▸ What the task requires: Count the lines in the records that contain the string "post" and give only that number.

▸ Supplied material:
——

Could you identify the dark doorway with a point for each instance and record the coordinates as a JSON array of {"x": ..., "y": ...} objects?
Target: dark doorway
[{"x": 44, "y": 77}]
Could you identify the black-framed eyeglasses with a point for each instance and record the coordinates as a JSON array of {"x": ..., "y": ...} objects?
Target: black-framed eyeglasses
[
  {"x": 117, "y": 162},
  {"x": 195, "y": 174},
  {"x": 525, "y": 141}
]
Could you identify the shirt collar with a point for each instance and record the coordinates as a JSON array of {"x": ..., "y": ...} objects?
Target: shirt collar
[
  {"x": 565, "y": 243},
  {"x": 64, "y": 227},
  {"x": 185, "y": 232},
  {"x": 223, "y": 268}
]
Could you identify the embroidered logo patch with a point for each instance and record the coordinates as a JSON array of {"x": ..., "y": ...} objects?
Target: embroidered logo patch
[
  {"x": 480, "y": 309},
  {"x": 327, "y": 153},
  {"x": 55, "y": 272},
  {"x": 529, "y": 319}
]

——

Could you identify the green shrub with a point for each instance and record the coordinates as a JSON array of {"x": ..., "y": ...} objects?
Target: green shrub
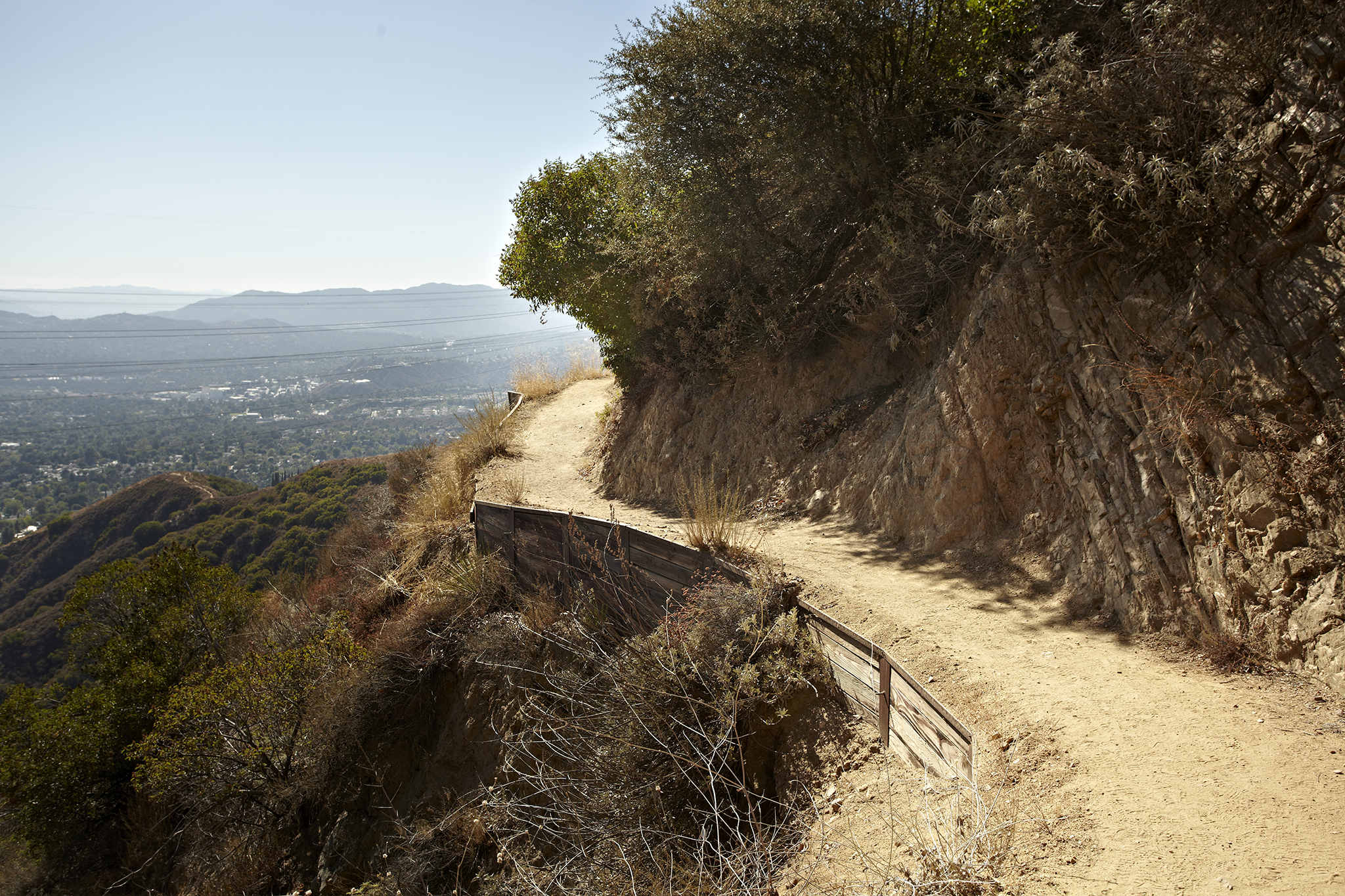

——

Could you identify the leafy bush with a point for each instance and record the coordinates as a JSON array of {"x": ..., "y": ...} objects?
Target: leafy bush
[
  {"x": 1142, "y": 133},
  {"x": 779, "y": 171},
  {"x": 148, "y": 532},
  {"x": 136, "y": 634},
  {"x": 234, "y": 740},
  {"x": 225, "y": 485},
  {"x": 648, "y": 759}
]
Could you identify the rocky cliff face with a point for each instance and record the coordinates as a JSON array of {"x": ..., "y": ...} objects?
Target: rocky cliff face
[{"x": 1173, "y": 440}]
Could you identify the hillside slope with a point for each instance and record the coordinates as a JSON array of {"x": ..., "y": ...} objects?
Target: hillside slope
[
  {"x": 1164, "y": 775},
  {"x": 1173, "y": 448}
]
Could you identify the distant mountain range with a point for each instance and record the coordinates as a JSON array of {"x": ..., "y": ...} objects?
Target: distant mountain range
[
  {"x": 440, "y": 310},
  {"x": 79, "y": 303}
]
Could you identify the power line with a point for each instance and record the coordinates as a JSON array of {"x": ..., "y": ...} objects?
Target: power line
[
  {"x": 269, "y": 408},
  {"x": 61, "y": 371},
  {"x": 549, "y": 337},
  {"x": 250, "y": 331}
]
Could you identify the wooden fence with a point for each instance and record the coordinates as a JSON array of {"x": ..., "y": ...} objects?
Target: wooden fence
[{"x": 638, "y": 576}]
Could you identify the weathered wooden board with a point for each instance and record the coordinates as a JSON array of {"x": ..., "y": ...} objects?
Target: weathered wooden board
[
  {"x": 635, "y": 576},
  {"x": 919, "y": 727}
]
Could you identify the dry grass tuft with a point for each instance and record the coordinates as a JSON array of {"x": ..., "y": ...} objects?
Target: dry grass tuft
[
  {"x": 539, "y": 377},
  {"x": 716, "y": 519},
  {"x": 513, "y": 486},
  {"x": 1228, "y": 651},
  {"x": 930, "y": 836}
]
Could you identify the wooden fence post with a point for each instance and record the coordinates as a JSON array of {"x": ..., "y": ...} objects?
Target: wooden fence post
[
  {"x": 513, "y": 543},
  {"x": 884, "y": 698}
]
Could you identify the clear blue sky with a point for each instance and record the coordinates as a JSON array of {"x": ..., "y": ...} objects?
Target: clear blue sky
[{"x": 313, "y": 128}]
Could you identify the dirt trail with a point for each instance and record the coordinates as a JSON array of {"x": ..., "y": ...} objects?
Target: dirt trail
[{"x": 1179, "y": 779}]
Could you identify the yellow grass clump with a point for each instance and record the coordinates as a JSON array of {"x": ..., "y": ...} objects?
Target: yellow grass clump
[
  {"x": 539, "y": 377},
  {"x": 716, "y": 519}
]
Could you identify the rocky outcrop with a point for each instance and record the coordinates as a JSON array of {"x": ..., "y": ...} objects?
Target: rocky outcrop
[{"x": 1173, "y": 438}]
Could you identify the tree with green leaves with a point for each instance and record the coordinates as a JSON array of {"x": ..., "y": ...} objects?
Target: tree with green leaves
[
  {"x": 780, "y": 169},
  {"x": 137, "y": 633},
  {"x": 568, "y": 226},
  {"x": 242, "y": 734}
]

——

▸ Written response: 2